» Selected extract:
* * * * * * * * *

- Conference: Independent
- Record: 6–3
- Head coach: Charles P. Hutchins (1st season);
- Captain: Robert Park
- Home stadium: Old Oval

= 1904 Syracuse Orangemen football team =

American college football season

The 1904 Syracuse Orangemen football team represented Syracuse University as an independent during the 1904 college football season. The head coach was Charles P. Hutchins, coaching his first season with the Orangemen.

* * * * * * * * *

» Annotation dataset entries:
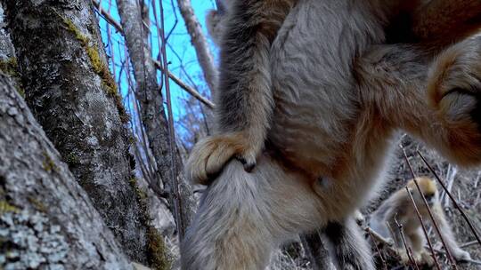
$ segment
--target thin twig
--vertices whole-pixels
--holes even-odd
[[[424,162],[424,163],[426,164],[426,166],[428,166],[428,168],[429,169],[429,171],[431,171],[431,173],[435,176],[435,178],[437,179],[437,182],[441,185],[441,187],[443,187],[443,189],[444,189],[444,191],[446,192],[446,194],[448,195],[449,198],[451,199],[451,201],[452,202],[452,204],[454,204],[454,207],[456,207],[456,209],[461,212],[462,218],[464,218],[464,220],[466,220],[466,222],[468,223],[468,226],[469,226],[469,229],[471,230],[471,232],[473,232],[473,234],[475,235],[476,237],[476,240],[477,241],[477,242],[481,245],[481,239],[479,239],[479,235],[477,234],[477,230],[476,228],[474,227],[473,224],[471,223],[471,220],[469,219],[469,218],[468,218],[468,215],[466,215],[466,213],[464,212],[464,210],[462,210],[462,209],[461,208],[460,204],[458,203],[458,202],[456,201],[456,199],[454,199],[454,197],[452,197],[452,195],[448,191],[446,186],[444,186],[444,183],[443,183],[443,180],[441,180],[441,179],[439,178],[439,176],[437,175],[437,173],[433,170],[433,168],[431,167],[431,165],[429,165],[429,163],[428,163],[428,161],[424,158],[424,156],[422,155],[422,154],[418,151],[418,155],[420,155],[420,157],[422,159],[422,161]]]
[[[406,238],[404,237],[404,231],[403,230],[403,225],[397,221],[396,216],[395,216],[394,219],[395,219],[395,225],[397,226],[397,229],[399,230],[399,233],[401,234],[401,239],[403,240],[403,244],[404,245],[404,248],[406,249],[406,254],[408,256],[409,261],[411,262],[411,265],[412,266],[415,266],[416,270],[420,270],[418,264],[412,258],[412,253],[411,252],[411,249],[407,246]]]
[[[454,263],[454,261],[452,260],[452,257],[451,256],[451,252],[449,252],[448,249],[447,249],[447,246],[444,242],[444,240],[443,239],[443,235],[441,235],[441,233],[439,232],[439,227],[437,226],[437,223],[436,222],[434,217],[433,217],[433,213],[431,212],[431,210],[429,208],[429,205],[428,204],[428,202],[426,201],[426,198],[424,197],[424,194],[422,193],[422,191],[420,190],[420,186],[418,185],[418,180],[416,179],[416,174],[414,173],[414,170],[412,170],[412,166],[411,166],[411,163],[409,162],[409,159],[407,157],[407,155],[406,155],[406,151],[404,150],[404,148],[401,147],[401,149],[403,150],[403,155],[404,155],[404,159],[406,160],[406,163],[408,164],[409,166],[409,169],[411,171],[411,173],[412,174],[412,180],[414,181],[414,185],[416,186],[416,188],[418,189],[418,192],[420,193],[421,198],[422,198],[422,201],[424,202],[424,205],[426,206],[426,208],[428,209],[428,212],[429,213],[429,217],[431,218],[431,221],[433,222],[433,226],[434,227],[436,228],[436,231],[437,232],[438,235],[439,235],[439,238],[441,239],[441,242],[443,242],[443,245],[444,246],[444,248],[446,249],[447,250],[447,254],[448,254],[448,258],[450,260],[450,262],[452,263],[452,266],[454,266],[454,269],[457,269],[456,267],[456,264]],[[436,253],[435,253],[435,250],[433,249],[433,245],[431,243],[431,240],[429,239],[429,235],[428,234],[428,231],[426,230],[426,226],[424,226],[424,223],[422,222],[422,217],[418,210],[418,206],[416,205],[416,202],[414,202],[414,199],[412,198],[412,195],[411,195],[411,192],[409,191],[409,188],[406,187],[406,191],[409,195],[409,197],[411,199],[411,202],[412,202],[412,205],[414,206],[414,210],[416,210],[416,214],[418,215],[418,218],[420,219],[420,222],[422,226],[422,230],[424,231],[424,235],[426,236],[426,239],[428,240],[428,243],[429,244],[429,250],[431,250],[431,256],[433,257],[434,260],[435,260],[435,263],[436,263],[436,266],[437,267],[437,269],[441,270],[441,266],[439,266],[439,262],[437,261],[437,258],[436,257]]]
[[[112,25],[117,31],[118,31],[121,34],[124,34],[124,28],[122,26],[115,20],[115,19],[112,18],[112,16],[105,10],[100,8],[100,3],[98,0],[92,0],[92,3],[97,8],[101,15],[102,15],[103,19],[105,19],[105,21]],[[185,91],[192,95],[195,99],[199,99],[199,101],[204,103],[207,107],[209,108],[214,108],[215,105],[212,103],[212,101],[208,100],[207,98],[203,97],[199,91],[197,91],[195,89],[189,86],[187,83],[183,83],[180,78],[175,76],[174,74],[168,72],[168,70],[164,70],[163,65],[160,64],[159,61],[151,59],[151,60],[154,62],[155,68],[157,68],[159,70],[165,72],[168,75],[168,77],[174,81],[177,85],[180,86],[180,88],[183,89]]]
[[[155,0],[154,0],[155,1]],[[160,10],[160,21],[162,22],[162,29],[159,33],[160,38],[162,40],[162,45],[160,46],[161,53],[162,53],[162,60],[163,60],[163,67],[164,67],[164,85],[166,87],[166,99],[167,99],[167,114],[168,114],[168,146],[169,146],[169,151],[170,151],[170,159],[171,159],[171,181],[172,181],[172,187],[173,187],[173,194],[175,196],[175,204],[177,204],[175,214],[176,214],[176,221],[177,221],[177,231],[179,234],[179,241],[182,242],[183,239],[183,235],[185,234],[185,220],[183,220],[183,215],[182,214],[182,198],[180,195],[179,190],[179,183],[178,183],[178,171],[177,171],[177,161],[175,159],[175,131],[174,130],[174,114],[172,113],[172,100],[171,100],[171,95],[170,95],[170,83],[168,80],[168,64],[167,61],[167,52],[166,52],[166,38],[165,38],[165,20],[164,20],[164,8],[162,6],[162,1],[159,1],[159,8]],[[157,11],[154,8],[154,16],[157,17]]]
[[[384,266],[384,269],[385,270],[387,270],[387,265],[386,264],[386,260],[384,259],[384,257],[382,256],[380,250],[379,250],[379,248],[378,247],[378,245],[376,244],[376,240],[374,239],[374,235],[373,235],[373,231],[371,230],[370,227],[367,227],[365,229],[365,231],[368,233],[369,236],[371,236],[371,240],[372,241],[372,244],[374,245],[374,247],[376,248],[376,251],[378,252],[378,255],[379,256],[379,258],[382,262],[382,266]],[[382,238],[382,237],[381,237]],[[384,243],[384,242],[383,242]]]

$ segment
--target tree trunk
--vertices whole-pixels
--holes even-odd
[[[27,102],[126,253],[145,263],[147,218],[128,120],[88,0],[2,0]]]
[[[160,88],[157,83],[154,62],[151,57],[151,48],[148,43],[149,32],[143,26],[141,8],[135,0],[118,0],[118,13],[124,29],[128,53],[134,67],[134,75],[137,84],[136,98],[140,101],[142,122],[145,127],[147,139],[151,153],[156,161],[157,177],[162,179],[164,187],[169,193],[170,208],[178,225],[179,232],[190,223],[195,209],[192,192],[182,175],[176,171],[179,181],[181,207],[176,210],[175,190],[172,179],[172,159],[169,150],[168,121],[163,106]],[[173,154],[176,168],[182,168],[182,161],[178,154]],[[178,215],[177,215],[178,214]],[[180,219],[180,220],[179,220]]]
[[[86,192],[0,75],[0,268],[132,269]]]

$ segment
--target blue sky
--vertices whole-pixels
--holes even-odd
[[[149,4],[151,4],[151,0],[147,0]],[[102,9],[110,11],[110,13],[111,16],[117,20],[118,22],[120,21],[120,18],[118,16],[118,12],[117,11],[117,6],[115,0],[111,1],[111,6],[110,7],[109,0],[102,0],[101,4],[102,6]],[[156,2],[156,4],[158,4],[159,2]],[[182,18],[182,15],[180,14],[176,1],[175,0],[162,0],[162,4],[164,6],[164,16],[165,16],[165,23],[166,23],[166,35],[168,35],[168,40],[167,40],[167,60],[170,62],[168,68],[169,70],[176,75],[178,77],[180,77],[183,82],[190,84],[191,86],[194,87],[198,91],[206,93],[208,91],[207,84],[204,82],[202,71],[200,69],[200,67],[199,66],[199,63],[197,61],[197,57],[195,54],[195,50],[192,47],[191,44],[191,37],[187,33],[187,30],[185,28],[185,24],[183,22],[183,20]],[[194,9],[194,12],[196,16],[198,17],[203,29],[204,33],[207,33],[206,31],[206,26],[205,26],[205,17],[209,9],[215,8],[215,1],[214,0],[192,0],[192,7]],[[159,6],[157,6],[159,8]],[[159,12],[158,11],[158,16],[160,16]],[[151,5],[151,17],[153,20],[153,11]],[[107,35],[107,28],[108,24],[107,22],[101,17],[100,18],[100,26],[101,26],[101,33],[103,39],[104,44],[107,44],[108,41],[108,35]],[[159,43],[157,41],[157,30],[155,26],[152,24],[151,26],[151,31],[152,31],[152,38],[151,38],[151,44],[152,44],[152,56],[154,58],[157,58],[159,51]],[[126,75],[125,72],[125,68],[122,68],[121,63],[122,60],[125,59],[125,48],[124,48],[124,39],[123,36],[116,33],[115,29],[112,27],[110,27],[110,36],[112,40],[112,51],[110,51],[110,48],[106,48],[107,53],[110,56],[113,56],[113,59],[115,60],[115,67],[112,67],[111,59],[110,61],[110,70],[113,72],[115,70],[116,77],[118,79],[118,82],[119,83],[119,87],[122,91],[123,96],[125,96],[127,92],[127,86],[128,86],[128,77],[131,76],[133,78],[132,75]],[[207,34],[206,34],[207,35]],[[208,39],[211,51],[216,55],[217,53],[217,51],[210,39]],[[121,70],[124,70],[121,72]],[[174,118],[178,119],[183,114],[185,113],[183,109],[183,103],[182,102],[183,99],[187,99],[189,97],[189,94],[186,93],[184,91],[183,91],[178,85],[175,84],[175,83],[170,81],[170,89],[171,89],[171,95],[172,95],[172,102],[173,102],[173,113],[174,113]],[[164,90],[163,90],[164,91]],[[164,92],[165,97],[165,92]],[[164,101],[166,101],[164,98]]]

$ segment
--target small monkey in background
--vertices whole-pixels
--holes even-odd
[[[444,212],[439,202],[439,193],[436,182],[433,179],[425,177],[418,178],[416,179],[439,226],[439,231],[446,243],[446,249],[449,250],[456,260],[470,259],[469,253],[462,250],[454,240],[454,235],[451,231],[451,227],[447,223]],[[410,180],[407,184],[407,187],[418,206],[423,220],[431,220],[422,197],[417,190],[414,180]],[[390,237],[391,234],[387,225],[388,224],[395,234],[394,237],[395,239],[394,239],[394,241],[399,250],[401,258],[404,263],[407,263],[409,262],[409,258],[406,255],[401,233],[399,232],[399,229],[397,229],[395,218],[397,219],[399,224],[403,225],[404,237],[407,244],[412,249],[414,260],[419,263],[433,265],[434,260],[431,258],[430,252],[424,248],[425,236],[422,232],[421,224],[418,219],[418,216],[405,188],[402,188],[393,194],[387,200],[384,201],[376,211],[372,213],[371,227],[383,237]]]

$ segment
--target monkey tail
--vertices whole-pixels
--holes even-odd
[[[229,162],[186,232],[182,269],[264,269],[274,247],[322,225],[318,197],[299,177],[265,155],[252,172]]]
[[[273,247],[255,174],[231,161],[205,191],[181,246],[182,269],[262,269]]]

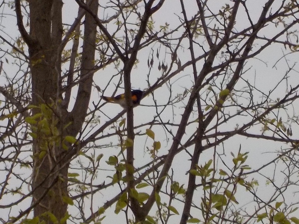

* * * * * * * * *

» Aim: According to the 1904 Syracuse football text, who was the team's captain? These items have no connection to the 1904 Syracuse football text.

» Output for this exercise: Robert Park